• **WHAT NEEDS TO BE DONE**
Leave out all pictures while repeating the records exactly and completely.

[Referring expression data]

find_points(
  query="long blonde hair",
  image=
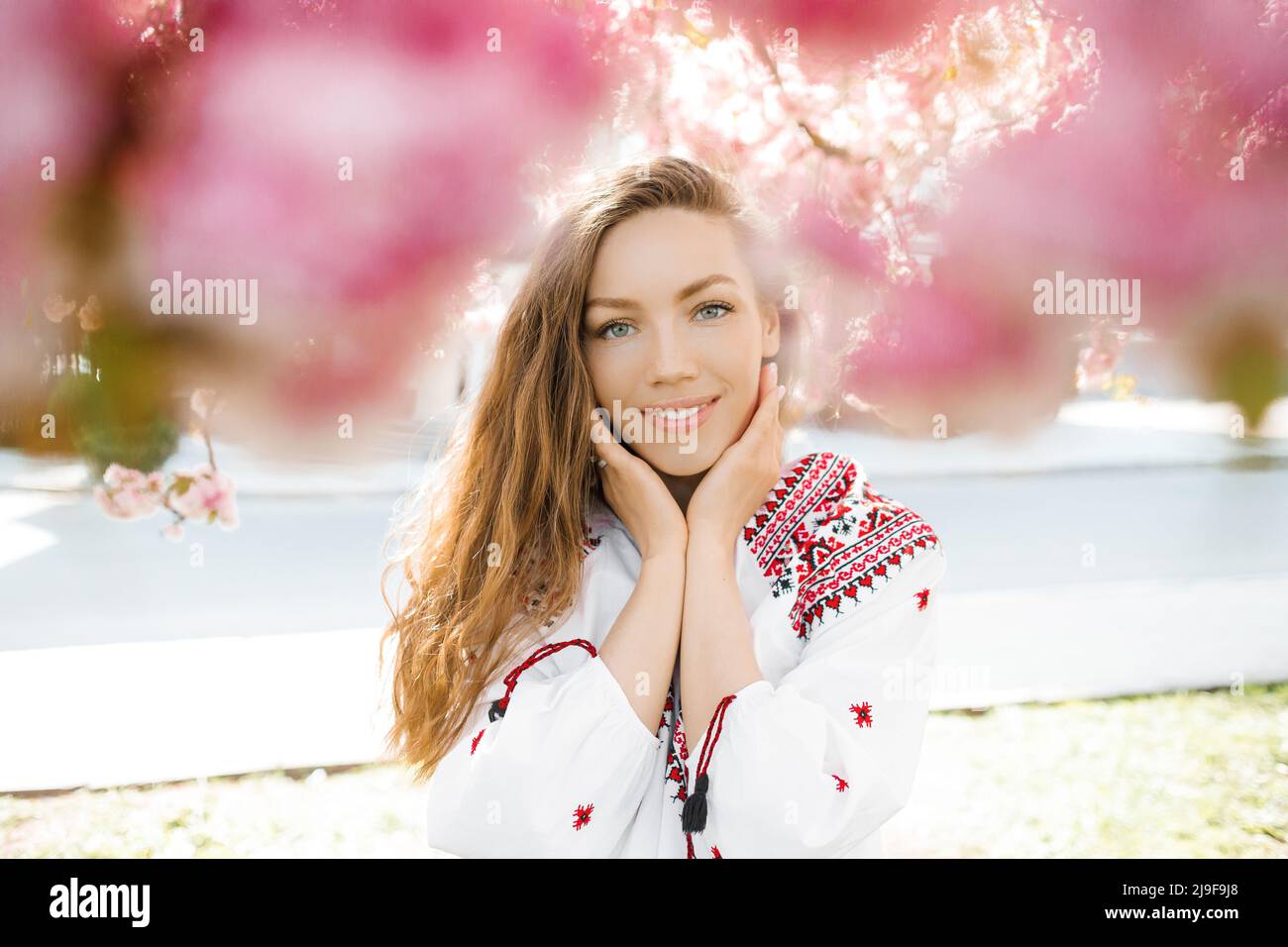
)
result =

• **RESPONSE TO THIS TASK**
find_points(
  query="long blonde hair",
  image=
)
result =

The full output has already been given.